=== Materials provided ===
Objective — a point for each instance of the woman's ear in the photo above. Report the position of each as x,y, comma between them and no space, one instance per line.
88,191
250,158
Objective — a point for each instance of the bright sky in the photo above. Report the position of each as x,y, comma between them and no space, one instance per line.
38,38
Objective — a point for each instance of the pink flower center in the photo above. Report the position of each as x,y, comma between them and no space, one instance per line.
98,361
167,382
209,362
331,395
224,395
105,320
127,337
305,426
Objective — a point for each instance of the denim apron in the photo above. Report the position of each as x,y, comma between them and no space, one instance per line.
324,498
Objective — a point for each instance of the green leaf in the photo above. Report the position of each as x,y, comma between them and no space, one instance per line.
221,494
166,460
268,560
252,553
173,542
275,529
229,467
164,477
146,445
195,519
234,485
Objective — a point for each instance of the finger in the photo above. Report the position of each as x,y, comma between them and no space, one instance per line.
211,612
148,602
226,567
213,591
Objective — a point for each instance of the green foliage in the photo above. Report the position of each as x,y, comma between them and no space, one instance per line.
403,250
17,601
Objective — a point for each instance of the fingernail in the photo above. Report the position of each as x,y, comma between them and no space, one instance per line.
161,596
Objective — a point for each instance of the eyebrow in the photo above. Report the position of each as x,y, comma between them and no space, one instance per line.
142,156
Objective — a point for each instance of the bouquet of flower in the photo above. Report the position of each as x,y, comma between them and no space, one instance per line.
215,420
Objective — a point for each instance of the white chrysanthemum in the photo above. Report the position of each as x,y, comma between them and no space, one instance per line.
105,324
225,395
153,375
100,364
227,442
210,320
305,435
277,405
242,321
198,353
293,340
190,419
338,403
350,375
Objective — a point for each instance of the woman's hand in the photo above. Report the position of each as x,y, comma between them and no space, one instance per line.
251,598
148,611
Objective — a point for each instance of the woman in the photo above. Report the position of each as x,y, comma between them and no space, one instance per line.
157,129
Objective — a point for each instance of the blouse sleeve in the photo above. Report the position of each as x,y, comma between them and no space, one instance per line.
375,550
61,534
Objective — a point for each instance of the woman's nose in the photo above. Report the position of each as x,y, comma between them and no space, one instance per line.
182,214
===
## Given task
Output all of the data again, exactly.

## Worked answer
Objective — a point for each instance of the woman's ear in the photo above. Report the position of each as x,y, comma between them and no space, one instance per line.
88,191
250,158
Objective — a point for each instance of the bright sky in the photo above. Report the position of each as x,y, comma between them and no space, one instance per line.
38,38
Objective — a point for each instance of the pink flower center in the photo above. Report the position of each as x,y, comma between them and no space, one instance per line.
98,361
167,382
209,362
331,395
224,395
105,320
127,337
305,426
Objective — a point for each instance of the denim apron in the photo above. Report the position of each as x,y, comma between them and no space, one instance per line.
324,498
Objective — a point for each instance of the green leaf in the photo above. Report the position of each as x,y, comma between them and no space, one instance per line.
221,494
166,460
268,560
252,553
173,542
275,529
229,467
164,477
146,445
195,519
234,485
Objective — a point for each instance of the finger in the photo above. Report the position of each as x,y, comma between them and no space, one instance per line.
211,612
148,602
226,567
213,591
Objective — a point for each instance of the green foliage in the photo above. Report the position of each as x,y, comma between them and no space, one instance per line.
403,250
17,601
Objective — a point for each instance of the fingernail in the photo above. Report the position of each as x,y, comma between them and no space, one instance per line.
161,596
Objective — a point for each instance of the eyebrow in the photo above. Report the position of each as x,y, comma between them and no space, one instance per line.
142,156
Objective — a point for each instance of the bouquet of flower in the photo above. Report the position of each as x,y, comma between them and no space, one instance per line.
215,420
Objective — a point for each instance of the white chrysanthemum in the photo above. Report the position of each as x,y, comma between them and no space, one instance per line.
105,324
225,395
153,375
100,364
227,442
210,320
305,435
277,405
242,321
198,353
293,340
190,419
338,403
350,375
Objective — a point for each instance of the woman's hand in the photo above. Report the position of each as x,y, comma between them and no space, one instance per line.
251,598
148,611
Objective — a point for each instance of the woman in the photo above. Report the position of each as x,y, comma between them and no space, one instance per line.
157,129
Objective — a point for each instance of the blouse sleeve in the photo above. Report the position of each as x,y, comma between them and no space, one instance per line.
375,550
61,534
Objective — a point for each instance of the woman's nose in the photo above. Report the position of each as x,y, comma between them and no space, one instance per line.
182,214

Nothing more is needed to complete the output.